● Data listing
···

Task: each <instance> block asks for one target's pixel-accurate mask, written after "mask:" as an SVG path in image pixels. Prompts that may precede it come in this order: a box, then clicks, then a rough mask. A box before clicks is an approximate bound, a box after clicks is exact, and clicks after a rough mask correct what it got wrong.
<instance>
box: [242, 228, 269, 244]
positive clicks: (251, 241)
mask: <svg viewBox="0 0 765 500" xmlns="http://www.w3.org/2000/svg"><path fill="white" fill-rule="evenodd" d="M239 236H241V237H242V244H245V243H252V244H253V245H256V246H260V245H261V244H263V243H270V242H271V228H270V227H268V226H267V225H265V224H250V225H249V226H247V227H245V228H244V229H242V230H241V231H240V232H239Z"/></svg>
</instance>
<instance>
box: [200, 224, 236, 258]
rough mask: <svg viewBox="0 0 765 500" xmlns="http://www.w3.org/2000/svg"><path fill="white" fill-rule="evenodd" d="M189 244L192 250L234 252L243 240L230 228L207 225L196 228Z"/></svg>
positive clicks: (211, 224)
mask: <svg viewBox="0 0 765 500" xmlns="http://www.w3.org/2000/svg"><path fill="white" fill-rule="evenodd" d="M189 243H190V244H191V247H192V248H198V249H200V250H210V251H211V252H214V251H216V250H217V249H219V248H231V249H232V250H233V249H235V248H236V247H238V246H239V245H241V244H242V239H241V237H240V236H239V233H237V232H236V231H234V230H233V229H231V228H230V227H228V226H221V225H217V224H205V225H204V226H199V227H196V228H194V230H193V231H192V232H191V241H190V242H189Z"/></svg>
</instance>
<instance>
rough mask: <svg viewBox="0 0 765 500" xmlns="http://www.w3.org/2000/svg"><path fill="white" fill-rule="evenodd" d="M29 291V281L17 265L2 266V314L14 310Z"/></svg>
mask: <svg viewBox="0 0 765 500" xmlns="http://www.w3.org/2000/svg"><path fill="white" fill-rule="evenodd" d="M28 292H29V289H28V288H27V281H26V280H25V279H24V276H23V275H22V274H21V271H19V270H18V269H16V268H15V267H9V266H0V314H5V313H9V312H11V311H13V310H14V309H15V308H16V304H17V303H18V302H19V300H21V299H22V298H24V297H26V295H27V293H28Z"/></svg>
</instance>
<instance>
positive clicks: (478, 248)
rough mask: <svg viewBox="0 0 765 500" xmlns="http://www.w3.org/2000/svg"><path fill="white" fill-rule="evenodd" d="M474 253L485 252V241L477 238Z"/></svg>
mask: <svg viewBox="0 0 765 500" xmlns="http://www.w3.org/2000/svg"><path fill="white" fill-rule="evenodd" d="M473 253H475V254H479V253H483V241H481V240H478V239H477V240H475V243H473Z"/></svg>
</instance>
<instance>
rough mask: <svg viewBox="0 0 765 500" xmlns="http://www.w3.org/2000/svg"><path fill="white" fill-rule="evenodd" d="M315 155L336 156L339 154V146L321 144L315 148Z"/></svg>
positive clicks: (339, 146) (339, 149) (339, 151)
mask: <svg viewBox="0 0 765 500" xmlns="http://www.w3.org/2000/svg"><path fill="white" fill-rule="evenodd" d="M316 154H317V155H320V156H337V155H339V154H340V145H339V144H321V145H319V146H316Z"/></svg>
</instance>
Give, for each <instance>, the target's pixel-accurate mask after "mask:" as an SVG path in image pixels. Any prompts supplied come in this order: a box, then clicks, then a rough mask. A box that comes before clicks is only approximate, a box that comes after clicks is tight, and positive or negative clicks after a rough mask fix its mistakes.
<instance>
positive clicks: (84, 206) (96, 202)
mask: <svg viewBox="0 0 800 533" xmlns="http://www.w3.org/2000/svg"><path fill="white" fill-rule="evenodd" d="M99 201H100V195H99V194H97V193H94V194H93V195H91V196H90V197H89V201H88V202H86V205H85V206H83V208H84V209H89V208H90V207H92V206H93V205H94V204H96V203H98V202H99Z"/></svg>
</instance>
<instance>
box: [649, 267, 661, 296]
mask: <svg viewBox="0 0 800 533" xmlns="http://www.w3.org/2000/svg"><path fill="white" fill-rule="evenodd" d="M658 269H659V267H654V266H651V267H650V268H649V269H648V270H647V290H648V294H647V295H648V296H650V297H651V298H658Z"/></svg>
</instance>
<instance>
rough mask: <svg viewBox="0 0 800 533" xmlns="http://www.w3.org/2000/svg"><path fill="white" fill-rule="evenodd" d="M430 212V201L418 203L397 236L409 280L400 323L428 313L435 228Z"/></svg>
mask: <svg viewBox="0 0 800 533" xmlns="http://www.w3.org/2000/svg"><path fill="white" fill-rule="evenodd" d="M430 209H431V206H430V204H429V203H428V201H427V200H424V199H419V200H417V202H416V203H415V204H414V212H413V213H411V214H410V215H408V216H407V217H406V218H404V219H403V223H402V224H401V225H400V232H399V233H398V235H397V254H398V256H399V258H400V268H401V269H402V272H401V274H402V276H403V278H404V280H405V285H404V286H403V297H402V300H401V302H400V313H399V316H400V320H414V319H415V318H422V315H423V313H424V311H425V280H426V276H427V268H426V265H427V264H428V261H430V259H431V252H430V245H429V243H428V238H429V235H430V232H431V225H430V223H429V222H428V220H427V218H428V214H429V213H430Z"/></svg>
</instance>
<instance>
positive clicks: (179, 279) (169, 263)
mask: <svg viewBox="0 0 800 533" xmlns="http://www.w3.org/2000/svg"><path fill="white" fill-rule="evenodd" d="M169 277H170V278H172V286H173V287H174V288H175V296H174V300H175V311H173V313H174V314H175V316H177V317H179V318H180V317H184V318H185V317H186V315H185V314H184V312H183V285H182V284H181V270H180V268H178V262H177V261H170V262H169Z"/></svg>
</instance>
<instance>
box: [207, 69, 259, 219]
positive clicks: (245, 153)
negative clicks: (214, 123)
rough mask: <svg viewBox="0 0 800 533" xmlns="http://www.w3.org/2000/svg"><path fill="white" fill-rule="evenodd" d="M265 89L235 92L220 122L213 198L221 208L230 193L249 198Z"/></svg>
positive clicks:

···

● Task to complete
How many of the lines above contain the word "then"? Reply with the number only.

● Exercise answer
2